Record excerpts Block Start

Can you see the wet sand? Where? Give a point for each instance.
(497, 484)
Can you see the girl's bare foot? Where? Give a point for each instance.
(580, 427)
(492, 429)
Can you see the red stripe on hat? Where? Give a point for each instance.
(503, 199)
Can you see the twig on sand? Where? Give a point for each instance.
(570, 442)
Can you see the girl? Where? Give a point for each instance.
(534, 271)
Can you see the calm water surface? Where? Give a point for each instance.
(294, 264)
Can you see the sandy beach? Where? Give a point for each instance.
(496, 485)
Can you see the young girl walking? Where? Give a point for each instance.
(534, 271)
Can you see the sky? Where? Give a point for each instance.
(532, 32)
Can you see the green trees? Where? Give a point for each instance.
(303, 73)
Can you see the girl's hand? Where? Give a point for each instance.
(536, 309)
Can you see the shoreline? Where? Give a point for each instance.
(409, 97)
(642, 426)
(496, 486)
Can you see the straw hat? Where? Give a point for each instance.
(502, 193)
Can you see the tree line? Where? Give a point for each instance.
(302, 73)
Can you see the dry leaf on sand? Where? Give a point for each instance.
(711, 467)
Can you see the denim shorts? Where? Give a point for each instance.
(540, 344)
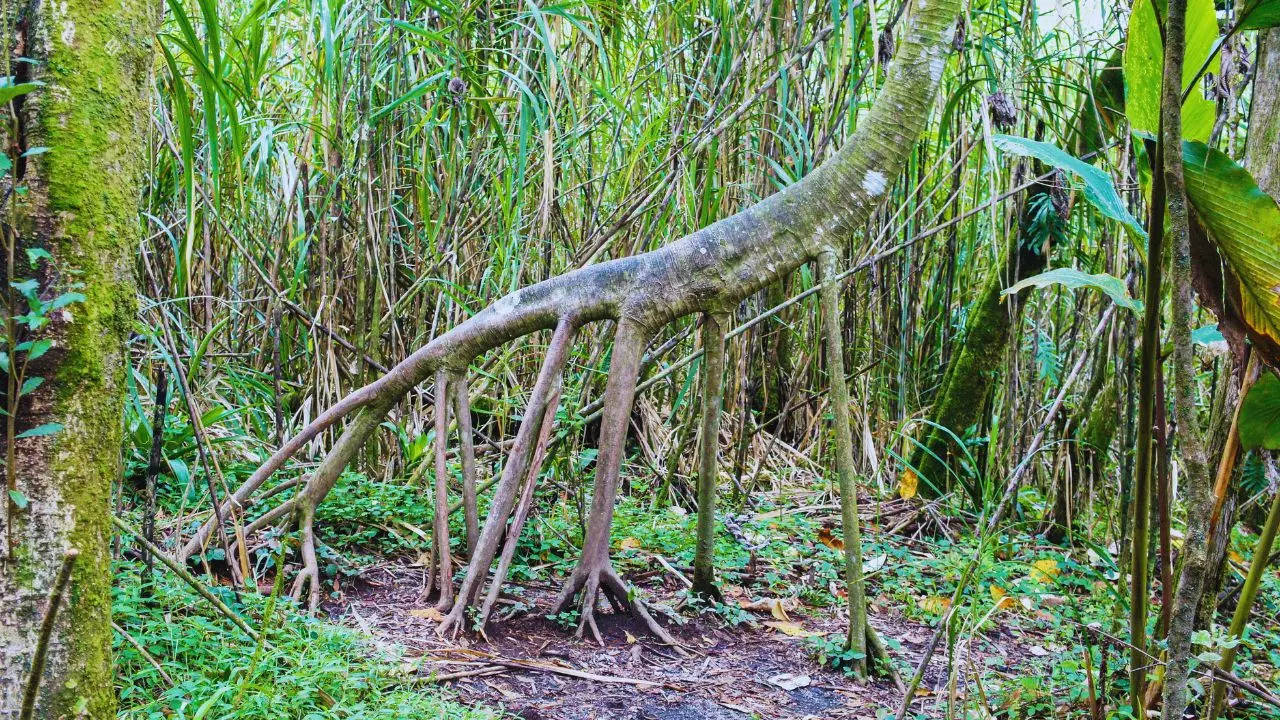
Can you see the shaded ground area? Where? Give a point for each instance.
(531, 668)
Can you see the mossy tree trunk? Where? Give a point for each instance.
(81, 206)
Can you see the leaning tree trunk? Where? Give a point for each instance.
(972, 376)
(709, 270)
(81, 208)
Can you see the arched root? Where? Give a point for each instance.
(440, 537)
(588, 583)
(309, 577)
(513, 472)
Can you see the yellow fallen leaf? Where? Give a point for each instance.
(792, 629)
(827, 538)
(776, 606)
(908, 483)
(1045, 570)
(1001, 597)
(426, 614)
(935, 604)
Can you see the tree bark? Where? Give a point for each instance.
(81, 206)
(1189, 440)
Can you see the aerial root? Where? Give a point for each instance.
(542, 406)
(586, 586)
(443, 559)
(309, 577)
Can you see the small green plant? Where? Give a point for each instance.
(831, 652)
(567, 619)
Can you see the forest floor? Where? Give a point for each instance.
(763, 666)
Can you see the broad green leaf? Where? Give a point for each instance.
(30, 384)
(1260, 414)
(1143, 67)
(1261, 14)
(1075, 279)
(1244, 224)
(39, 347)
(8, 90)
(1207, 335)
(36, 254)
(1098, 188)
(46, 429)
(18, 500)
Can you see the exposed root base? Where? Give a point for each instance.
(588, 582)
(307, 578)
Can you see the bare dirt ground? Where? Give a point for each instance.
(730, 673)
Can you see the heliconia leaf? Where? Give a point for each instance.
(46, 429)
(37, 349)
(1207, 335)
(30, 384)
(1098, 188)
(1075, 279)
(1260, 415)
(1244, 226)
(1143, 67)
(1261, 14)
(9, 90)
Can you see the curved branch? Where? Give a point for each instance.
(707, 270)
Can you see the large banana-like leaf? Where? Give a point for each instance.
(1243, 223)
(1143, 59)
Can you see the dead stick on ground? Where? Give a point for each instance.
(187, 577)
(144, 652)
(556, 669)
(46, 632)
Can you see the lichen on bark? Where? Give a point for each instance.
(95, 60)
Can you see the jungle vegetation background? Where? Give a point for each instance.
(333, 183)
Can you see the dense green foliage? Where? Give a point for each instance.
(332, 183)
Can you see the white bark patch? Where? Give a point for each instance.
(936, 67)
(874, 183)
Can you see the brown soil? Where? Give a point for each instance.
(726, 677)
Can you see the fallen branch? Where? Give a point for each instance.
(554, 669)
(186, 577)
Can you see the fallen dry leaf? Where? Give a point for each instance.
(827, 538)
(426, 614)
(908, 483)
(775, 606)
(1001, 597)
(790, 682)
(874, 564)
(1045, 570)
(935, 604)
(792, 629)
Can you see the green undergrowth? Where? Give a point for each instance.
(311, 670)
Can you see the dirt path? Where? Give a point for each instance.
(731, 674)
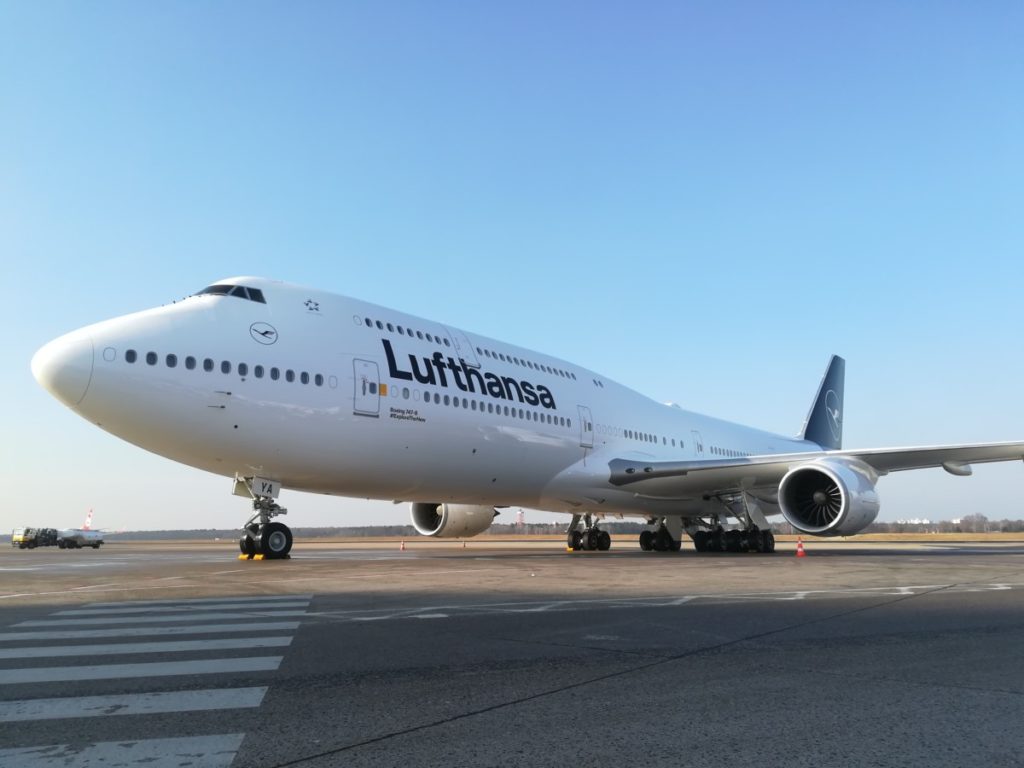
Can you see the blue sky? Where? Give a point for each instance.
(702, 201)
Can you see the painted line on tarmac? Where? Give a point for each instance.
(157, 702)
(192, 616)
(173, 646)
(212, 629)
(204, 752)
(122, 671)
(562, 605)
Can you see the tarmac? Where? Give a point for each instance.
(513, 652)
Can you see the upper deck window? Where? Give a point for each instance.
(253, 294)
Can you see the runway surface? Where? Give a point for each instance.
(509, 654)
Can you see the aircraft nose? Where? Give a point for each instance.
(65, 367)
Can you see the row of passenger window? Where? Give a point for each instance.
(633, 434)
(401, 331)
(525, 364)
(470, 404)
(443, 341)
(274, 374)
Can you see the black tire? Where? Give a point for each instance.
(732, 541)
(700, 541)
(274, 541)
(247, 545)
(755, 543)
(646, 540)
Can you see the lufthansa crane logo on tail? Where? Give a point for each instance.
(264, 333)
(834, 415)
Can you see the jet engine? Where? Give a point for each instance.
(829, 497)
(452, 520)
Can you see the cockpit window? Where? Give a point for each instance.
(253, 294)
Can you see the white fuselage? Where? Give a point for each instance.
(331, 394)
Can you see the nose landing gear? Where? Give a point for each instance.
(260, 538)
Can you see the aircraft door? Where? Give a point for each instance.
(368, 396)
(463, 348)
(586, 427)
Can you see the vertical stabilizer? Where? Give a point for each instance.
(824, 421)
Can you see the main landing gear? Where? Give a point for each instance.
(659, 541)
(718, 540)
(591, 538)
(271, 541)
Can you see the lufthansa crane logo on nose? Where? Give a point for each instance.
(833, 413)
(264, 333)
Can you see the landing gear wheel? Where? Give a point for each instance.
(247, 545)
(754, 541)
(664, 541)
(274, 541)
(733, 541)
(646, 540)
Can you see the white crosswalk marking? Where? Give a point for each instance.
(49, 651)
(190, 616)
(131, 704)
(195, 752)
(211, 636)
(202, 629)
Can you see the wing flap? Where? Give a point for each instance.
(686, 478)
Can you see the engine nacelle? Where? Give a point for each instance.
(452, 520)
(829, 497)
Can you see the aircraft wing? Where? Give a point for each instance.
(667, 479)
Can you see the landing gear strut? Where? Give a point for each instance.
(591, 538)
(659, 540)
(260, 537)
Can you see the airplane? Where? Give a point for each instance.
(79, 538)
(276, 385)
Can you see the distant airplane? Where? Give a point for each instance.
(83, 537)
(282, 386)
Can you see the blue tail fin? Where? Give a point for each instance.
(824, 422)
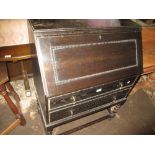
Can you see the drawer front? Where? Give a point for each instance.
(86, 106)
(64, 100)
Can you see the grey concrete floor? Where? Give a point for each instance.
(137, 116)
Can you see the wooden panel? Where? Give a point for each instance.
(83, 61)
(71, 69)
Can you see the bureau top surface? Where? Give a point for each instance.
(96, 24)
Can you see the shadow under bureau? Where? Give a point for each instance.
(80, 70)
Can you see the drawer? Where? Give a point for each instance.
(86, 106)
(72, 98)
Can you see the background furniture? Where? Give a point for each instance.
(6, 90)
(15, 50)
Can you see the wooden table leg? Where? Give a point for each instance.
(12, 106)
(11, 127)
(26, 80)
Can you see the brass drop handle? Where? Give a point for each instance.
(73, 98)
(120, 85)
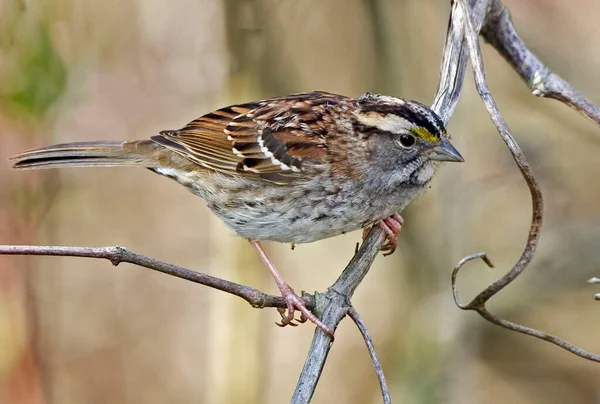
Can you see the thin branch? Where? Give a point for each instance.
(595, 281)
(478, 303)
(331, 307)
(455, 58)
(385, 392)
(117, 255)
(500, 32)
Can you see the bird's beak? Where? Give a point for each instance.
(445, 152)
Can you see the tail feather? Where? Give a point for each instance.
(88, 154)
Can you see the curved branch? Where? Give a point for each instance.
(500, 32)
(478, 303)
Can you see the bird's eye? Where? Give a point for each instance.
(407, 140)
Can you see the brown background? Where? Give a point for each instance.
(82, 331)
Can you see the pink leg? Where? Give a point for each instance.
(391, 226)
(293, 301)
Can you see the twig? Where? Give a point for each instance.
(334, 305)
(385, 392)
(491, 18)
(595, 281)
(500, 32)
(117, 255)
(478, 303)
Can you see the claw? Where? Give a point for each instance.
(391, 226)
(292, 300)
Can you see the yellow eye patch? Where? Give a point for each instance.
(425, 135)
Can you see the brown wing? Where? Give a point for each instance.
(270, 138)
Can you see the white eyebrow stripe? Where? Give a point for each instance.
(387, 123)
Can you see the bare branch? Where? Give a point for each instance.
(117, 255)
(478, 303)
(334, 305)
(454, 60)
(385, 392)
(500, 32)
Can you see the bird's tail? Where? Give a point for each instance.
(90, 154)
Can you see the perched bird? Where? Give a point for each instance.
(292, 169)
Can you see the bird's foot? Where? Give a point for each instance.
(295, 302)
(391, 226)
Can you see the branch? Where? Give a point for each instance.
(595, 281)
(117, 255)
(500, 32)
(385, 392)
(331, 310)
(478, 303)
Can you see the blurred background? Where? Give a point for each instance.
(82, 331)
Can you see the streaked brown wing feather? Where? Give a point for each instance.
(270, 138)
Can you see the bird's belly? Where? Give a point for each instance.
(294, 213)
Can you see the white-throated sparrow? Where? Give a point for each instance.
(292, 169)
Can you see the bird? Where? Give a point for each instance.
(291, 169)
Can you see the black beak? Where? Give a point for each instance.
(445, 152)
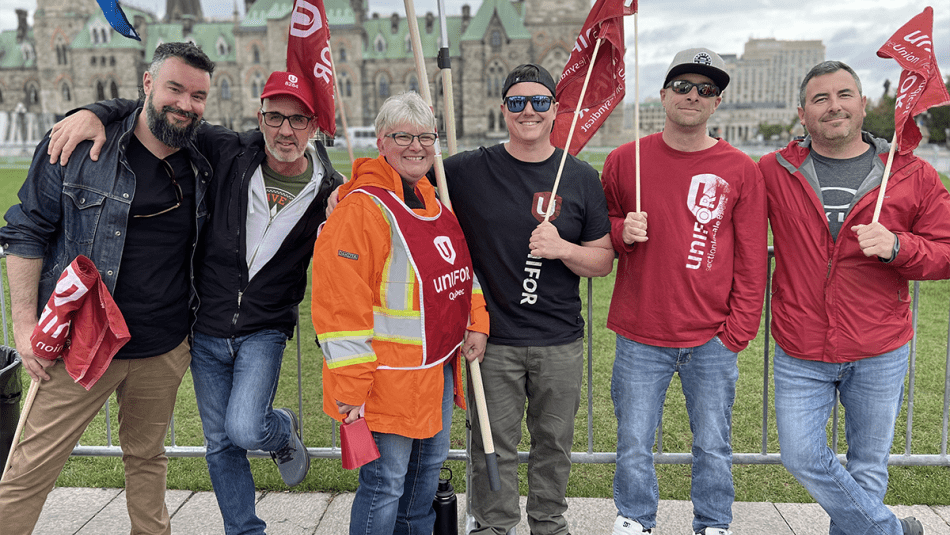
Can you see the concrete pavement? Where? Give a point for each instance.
(90, 511)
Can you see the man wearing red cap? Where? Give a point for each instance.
(266, 200)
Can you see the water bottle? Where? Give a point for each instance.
(446, 506)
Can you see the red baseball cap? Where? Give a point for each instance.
(288, 83)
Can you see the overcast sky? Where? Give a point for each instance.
(851, 30)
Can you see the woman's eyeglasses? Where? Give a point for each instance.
(404, 139)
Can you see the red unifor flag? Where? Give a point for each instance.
(308, 56)
(921, 85)
(606, 87)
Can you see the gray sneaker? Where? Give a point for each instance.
(292, 460)
(912, 526)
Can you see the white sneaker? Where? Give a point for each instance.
(625, 526)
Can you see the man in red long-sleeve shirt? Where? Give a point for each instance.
(689, 290)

Record excerpts Block End

What must be returned is the line with "Can you see the gray" plus every line after it to the end of the entries, exactly as they appear.

Can you see the gray sneaker? Where? Give a point for each instance.
(292, 460)
(912, 526)
Can you see the white sneaker? Where? Give a point for each instance.
(625, 526)
Can you see the man in red long-sleeve shirt? Where? Give a point for each instance.
(689, 290)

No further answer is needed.